*What to produce*.
All lines after the one containing "Ground bolt in" are needed, along with that line itself. Please repeat them exactly through the end of the entries.
━━━━━━━━━━
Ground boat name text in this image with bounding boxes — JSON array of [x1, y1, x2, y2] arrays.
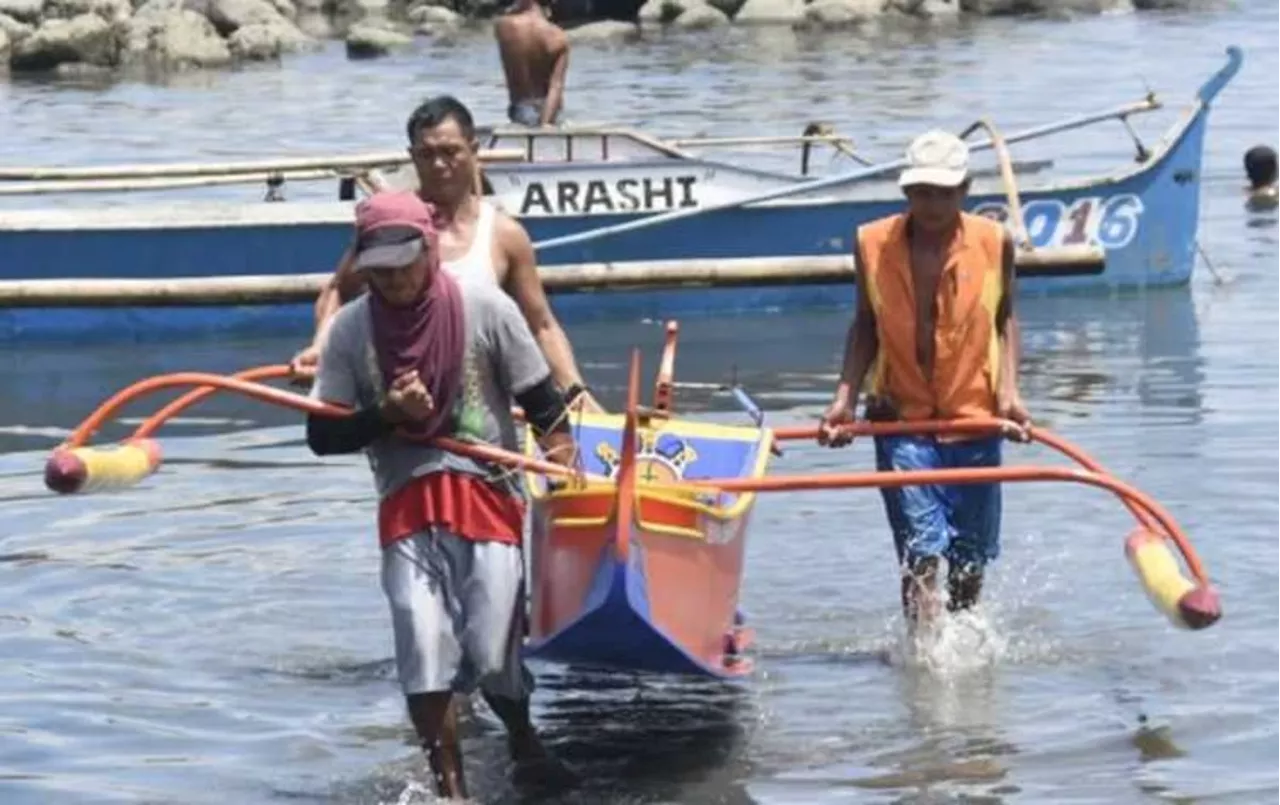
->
[[972, 193, 1145, 251], [518, 175, 700, 216]]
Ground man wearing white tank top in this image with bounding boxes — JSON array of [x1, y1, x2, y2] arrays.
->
[[290, 95, 602, 415]]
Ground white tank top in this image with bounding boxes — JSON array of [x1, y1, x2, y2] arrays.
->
[[442, 201, 499, 287]]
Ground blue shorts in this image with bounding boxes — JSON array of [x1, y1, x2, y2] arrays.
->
[[873, 435, 1003, 571]]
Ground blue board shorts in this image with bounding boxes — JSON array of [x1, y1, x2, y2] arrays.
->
[[873, 434, 1003, 572]]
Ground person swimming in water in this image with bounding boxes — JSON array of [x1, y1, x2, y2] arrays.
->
[[1243, 145, 1278, 210], [494, 0, 569, 128]]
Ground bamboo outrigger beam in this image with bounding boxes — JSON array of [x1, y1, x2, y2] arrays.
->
[[0, 169, 348, 197], [0, 148, 526, 184], [0, 248, 1104, 308], [43, 346, 1220, 635]]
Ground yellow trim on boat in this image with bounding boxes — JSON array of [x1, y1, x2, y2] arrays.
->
[[521, 415, 775, 529]]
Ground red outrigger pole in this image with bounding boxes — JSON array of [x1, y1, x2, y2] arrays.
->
[[42, 324, 1222, 640]]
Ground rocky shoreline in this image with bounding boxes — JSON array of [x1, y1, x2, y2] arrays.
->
[[0, 0, 1205, 78]]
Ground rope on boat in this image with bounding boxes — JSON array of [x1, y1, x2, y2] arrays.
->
[[42, 354, 1220, 633]]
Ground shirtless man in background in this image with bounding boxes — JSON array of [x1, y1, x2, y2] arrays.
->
[[495, 0, 569, 128]]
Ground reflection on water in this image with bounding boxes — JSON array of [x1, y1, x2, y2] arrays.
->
[[532, 669, 759, 804], [1018, 288, 1205, 425]]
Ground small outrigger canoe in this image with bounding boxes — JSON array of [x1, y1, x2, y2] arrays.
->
[[43, 320, 1223, 681], [522, 323, 767, 677]]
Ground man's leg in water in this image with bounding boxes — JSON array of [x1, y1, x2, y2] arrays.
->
[[941, 436, 1003, 612], [873, 435, 952, 627], [460, 542, 577, 788], [406, 693, 467, 797], [381, 532, 474, 799]]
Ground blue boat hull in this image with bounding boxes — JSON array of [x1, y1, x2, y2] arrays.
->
[[0, 47, 1241, 344]]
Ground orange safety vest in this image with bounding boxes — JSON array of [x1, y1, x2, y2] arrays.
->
[[857, 212, 1005, 422]]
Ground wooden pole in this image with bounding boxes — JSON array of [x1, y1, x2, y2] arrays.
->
[[0, 170, 344, 196], [0, 249, 1105, 308], [0, 148, 526, 183]]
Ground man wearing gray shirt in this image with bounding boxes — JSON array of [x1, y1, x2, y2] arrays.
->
[[306, 190, 578, 799]]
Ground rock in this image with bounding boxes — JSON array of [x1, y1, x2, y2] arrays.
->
[[413, 20, 457, 38], [957, 0, 1039, 12], [0, 0, 41, 23], [731, 0, 802, 24], [672, 2, 727, 27], [344, 20, 410, 57], [0, 26, 9, 56], [796, 0, 881, 28], [129, 0, 183, 21], [331, 0, 387, 21], [53, 58, 111, 74], [122, 7, 232, 67], [293, 9, 331, 34], [10, 13, 121, 70], [961, 0, 1130, 13], [0, 11, 34, 40], [705, 0, 742, 17], [264, 0, 295, 18], [227, 19, 311, 58], [888, 0, 958, 17], [637, 0, 700, 23], [565, 19, 638, 41], [41, 0, 133, 24], [205, 0, 291, 34], [406, 2, 457, 24]]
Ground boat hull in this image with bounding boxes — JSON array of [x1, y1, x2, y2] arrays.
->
[[523, 412, 769, 679]]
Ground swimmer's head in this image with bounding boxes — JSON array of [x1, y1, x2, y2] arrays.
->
[[1243, 145, 1277, 190]]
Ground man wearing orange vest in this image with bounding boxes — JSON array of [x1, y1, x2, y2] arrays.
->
[[817, 129, 1032, 628]]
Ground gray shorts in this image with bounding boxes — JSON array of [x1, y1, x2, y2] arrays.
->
[[380, 528, 532, 699], [507, 99, 561, 127]]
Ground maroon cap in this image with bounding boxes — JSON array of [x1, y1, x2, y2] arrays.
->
[[353, 191, 436, 270]]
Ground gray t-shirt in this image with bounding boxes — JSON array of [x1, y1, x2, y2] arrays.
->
[[311, 280, 550, 500]]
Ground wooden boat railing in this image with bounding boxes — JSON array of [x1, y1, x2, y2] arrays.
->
[[0, 92, 1161, 198]]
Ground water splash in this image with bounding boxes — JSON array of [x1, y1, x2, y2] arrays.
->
[[903, 607, 1011, 679], [379, 780, 441, 805]]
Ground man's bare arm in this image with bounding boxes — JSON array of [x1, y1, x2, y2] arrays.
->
[[316, 247, 360, 337], [541, 39, 569, 126], [289, 246, 361, 378], [995, 233, 1021, 399], [832, 247, 879, 407], [497, 215, 585, 390]]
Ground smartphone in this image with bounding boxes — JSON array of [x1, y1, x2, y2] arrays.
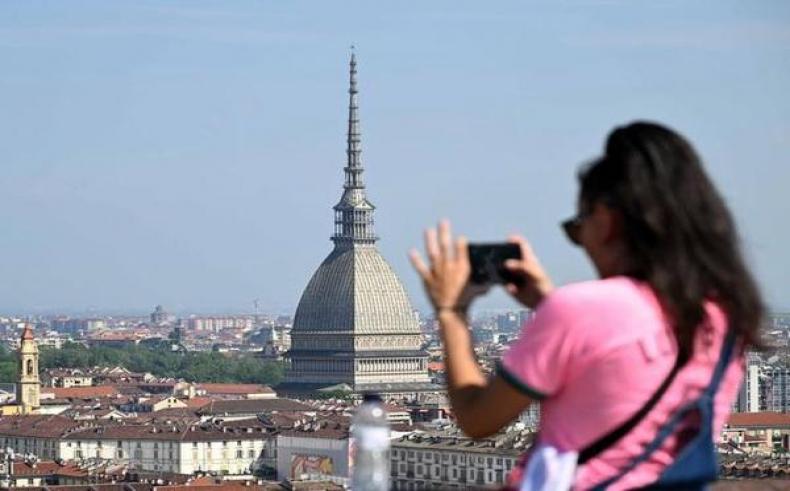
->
[[468, 243, 522, 286]]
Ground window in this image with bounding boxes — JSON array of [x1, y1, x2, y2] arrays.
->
[[248, 450, 255, 458], [117, 440, 123, 447], [118, 450, 124, 458], [193, 442, 198, 448], [236, 450, 242, 458], [237, 441, 242, 446], [222, 441, 227, 447]]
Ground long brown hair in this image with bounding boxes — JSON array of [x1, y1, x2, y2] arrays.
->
[[579, 122, 764, 359]]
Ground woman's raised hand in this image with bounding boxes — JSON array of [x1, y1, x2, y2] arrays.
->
[[409, 220, 487, 313], [503, 235, 554, 309]]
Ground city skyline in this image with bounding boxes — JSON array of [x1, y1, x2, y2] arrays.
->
[[1, 1, 789, 313]]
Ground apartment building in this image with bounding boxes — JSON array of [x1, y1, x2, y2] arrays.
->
[[0, 415, 276, 475], [390, 433, 528, 490]]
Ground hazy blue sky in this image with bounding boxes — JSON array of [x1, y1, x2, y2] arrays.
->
[[1, 1, 788, 314]]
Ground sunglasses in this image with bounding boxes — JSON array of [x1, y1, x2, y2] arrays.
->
[[561, 213, 586, 246]]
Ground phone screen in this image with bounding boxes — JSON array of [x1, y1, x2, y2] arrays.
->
[[468, 243, 522, 285]]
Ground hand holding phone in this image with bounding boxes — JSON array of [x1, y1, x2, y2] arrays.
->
[[468, 243, 524, 286], [500, 235, 554, 308], [410, 222, 552, 312]]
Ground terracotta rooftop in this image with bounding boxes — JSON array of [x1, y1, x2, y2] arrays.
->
[[196, 383, 275, 395], [183, 396, 214, 409], [382, 403, 410, 413], [5, 459, 87, 477], [0, 415, 81, 438], [155, 486, 276, 491], [277, 427, 349, 439], [712, 480, 790, 490], [62, 419, 272, 442], [21, 325, 35, 341], [142, 407, 199, 419], [196, 398, 312, 415], [727, 412, 790, 428], [427, 361, 445, 372], [45, 386, 118, 400], [10, 487, 152, 491]]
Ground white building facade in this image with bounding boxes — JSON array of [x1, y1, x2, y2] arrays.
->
[[0, 417, 276, 476]]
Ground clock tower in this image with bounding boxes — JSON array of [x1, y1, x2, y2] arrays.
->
[[17, 325, 40, 414]]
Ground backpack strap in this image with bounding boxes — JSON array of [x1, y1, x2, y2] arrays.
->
[[577, 345, 684, 465], [701, 328, 737, 400], [588, 328, 738, 490]]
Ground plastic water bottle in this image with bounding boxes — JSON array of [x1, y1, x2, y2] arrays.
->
[[351, 393, 390, 491]]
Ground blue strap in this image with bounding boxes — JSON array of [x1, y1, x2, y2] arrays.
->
[[590, 329, 737, 490], [702, 329, 737, 400]]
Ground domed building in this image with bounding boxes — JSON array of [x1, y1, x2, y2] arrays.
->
[[279, 53, 433, 398]]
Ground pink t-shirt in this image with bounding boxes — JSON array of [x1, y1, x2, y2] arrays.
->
[[499, 277, 744, 490]]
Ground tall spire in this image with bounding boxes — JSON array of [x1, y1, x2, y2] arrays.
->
[[332, 49, 377, 246], [346, 48, 362, 180]]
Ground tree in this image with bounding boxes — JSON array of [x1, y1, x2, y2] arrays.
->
[[34, 343, 284, 385]]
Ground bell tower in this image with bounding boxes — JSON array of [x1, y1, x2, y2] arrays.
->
[[17, 324, 40, 414]]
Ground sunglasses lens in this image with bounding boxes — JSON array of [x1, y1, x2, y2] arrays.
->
[[562, 219, 581, 246]]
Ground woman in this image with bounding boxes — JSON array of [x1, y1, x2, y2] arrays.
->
[[409, 122, 763, 490]]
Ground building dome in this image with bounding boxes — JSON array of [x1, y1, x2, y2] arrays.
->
[[280, 51, 432, 396], [293, 244, 420, 338]]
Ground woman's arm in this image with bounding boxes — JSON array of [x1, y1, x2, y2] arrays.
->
[[438, 308, 533, 438], [410, 220, 553, 438]]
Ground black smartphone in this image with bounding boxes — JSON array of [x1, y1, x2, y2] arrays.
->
[[468, 243, 522, 286]]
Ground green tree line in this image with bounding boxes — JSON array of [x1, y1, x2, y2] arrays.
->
[[0, 342, 284, 386]]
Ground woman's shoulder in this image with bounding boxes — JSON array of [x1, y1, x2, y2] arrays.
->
[[530, 277, 666, 347], [541, 276, 658, 315]]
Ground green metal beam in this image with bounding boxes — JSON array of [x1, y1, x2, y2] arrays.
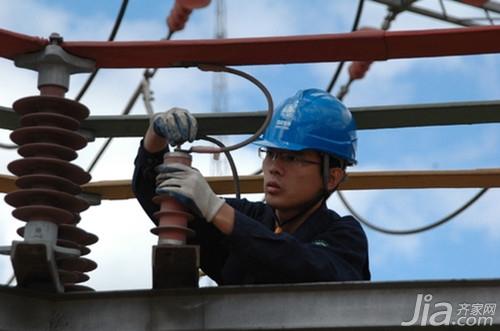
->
[[1, 100, 500, 138]]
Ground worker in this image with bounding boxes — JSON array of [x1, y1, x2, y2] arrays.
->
[[132, 88, 370, 285]]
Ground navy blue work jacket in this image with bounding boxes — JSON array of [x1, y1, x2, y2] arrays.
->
[[132, 142, 371, 285]]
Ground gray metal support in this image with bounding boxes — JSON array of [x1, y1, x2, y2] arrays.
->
[[371, 0, 481, 27], [1, 279, 499, 330], [2, 99, 500, 136], [14, 33, 94, 91]]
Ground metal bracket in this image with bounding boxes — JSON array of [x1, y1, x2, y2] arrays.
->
[[77, 191, 102, 206], [14, 33, 95, 90], [152, 245, 199, 289], [10, 241, 64, 293]]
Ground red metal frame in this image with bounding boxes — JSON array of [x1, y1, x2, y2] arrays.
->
[[2, 25, 500, 67]]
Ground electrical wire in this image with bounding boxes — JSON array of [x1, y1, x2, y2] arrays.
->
[[338, 188, 488, 235], [141, 70, 156, 117], [86, 63, 162, 173], [199, 136, 241, 199], [326, 0, 365, 93], [0, 2, 129, 153], [6, 273, 15, 286], [75, 0, 129, 102], [484, 9, 495, 25], [0, 142, 16, 149], [438, 0, 448, 19], [332, 0, 493, 235], [1, 1, 130, 287], [86, 73, 146, 173], [189, 65, 273, 154]]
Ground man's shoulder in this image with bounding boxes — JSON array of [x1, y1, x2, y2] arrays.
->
[[226, 198, 272, 220], [324, 209, 364, 231]]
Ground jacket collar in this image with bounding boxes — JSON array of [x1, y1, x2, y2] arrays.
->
[[292, 202, 337, 242]]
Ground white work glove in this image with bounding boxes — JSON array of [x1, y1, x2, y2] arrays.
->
[[152, 107, 198, 146], [156, 163, 225, 222]]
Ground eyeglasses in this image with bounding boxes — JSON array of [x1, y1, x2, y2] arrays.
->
[[258, 147, 321, 166]]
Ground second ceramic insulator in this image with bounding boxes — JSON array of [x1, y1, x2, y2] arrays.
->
[[152, 151, 195, 245]]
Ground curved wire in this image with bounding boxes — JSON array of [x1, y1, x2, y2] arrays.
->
[[86, 70, 163, 172], [332, 0, 491, 235], [0, 142, 17, 149], [188, 65, 273, 154], [338, 188, 489, 235], [75, 0, 129, 102], [328, 0, 488, 235], [6, 273, 15, 286], [141, 70, 156, 117], [326, 0, 365, 93], [198, 136, 241, 199]]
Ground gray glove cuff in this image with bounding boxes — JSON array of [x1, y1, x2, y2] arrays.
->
[[205, 196, 226, 222]]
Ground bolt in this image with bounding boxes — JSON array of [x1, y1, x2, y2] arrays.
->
[[49, 32, 64, 44]]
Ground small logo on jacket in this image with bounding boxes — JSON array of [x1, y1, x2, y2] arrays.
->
[[311, 240, 329, 248]]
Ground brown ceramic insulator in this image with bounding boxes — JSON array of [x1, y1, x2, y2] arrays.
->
[[58, 270, 79, 284], [58, 258, 97, 273], [73, 213, 82, 223], [8, 157, 90, 185], [17, 225, 97, 246], [9, 94, 98, 291], [58, 272, 89, 285], [20, 112, 81, 131], [348, 61, 373, 80], [63, 284, 94, 292], [151, 200, 196, 243], [179, 0, 211, 9], [152, 151, 195, 245], [18, 143, 77, 161], [16, 174, 81, 194], [11, 126, 87, 151], [5, 189, 89, 214], [58, 225, 98, 246], [57, 239, 91, 256], [13, 96, 89, 121], [13, 206, 77, 225], [59, 271, 89, 287], [57, 225, 97, 287], [70, 272, 89, 283], [39, 85, 66, 98]]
━━━━━━━━━━
*Response for this exercise*.
Ground bolt in this image with bounding boxes — JSON array of [x1, y1, x2, y2] arrays.
->
[[49, 32, 64, 44]]
Ground small logo on jacket in this image with bounding boxes — JSON array of [x1, y1, x2, y2] arrays.
->
[[311, 240, 329, 248]]
Ground brown ceramic insulator in this image with bounding boxes — JSON array of [x1, y1, x2, y2] arrays.
->
[[58, 270, 79, 284], [58, 258, 97, 273], [73, 213, 82, 223], [8, 157, 90, 185], [17, 225, 97, 246], [9, 94, 98, 291], [58, 272, 89, 285], [20, 112, 81, 131], [348, 61, 373, 80], [63, 284, 94, 292], [151, 200, 196, 243], [179, 0, 211, 9], [152, 151, 195, 245], [18, 143, 77, 161], [16, 174, 81, 194], [11, 126, 87, 151], [5, 189, 89, 214], [58, 225, 98, 246], [57, 239, 91, 256], [13, 96, 89, 121], [13, 206, 77, 225], [59, 271, 89, 287], [57, 225, 97, 287], [70, 272, 89, 283], [39, 85, 66, 98]]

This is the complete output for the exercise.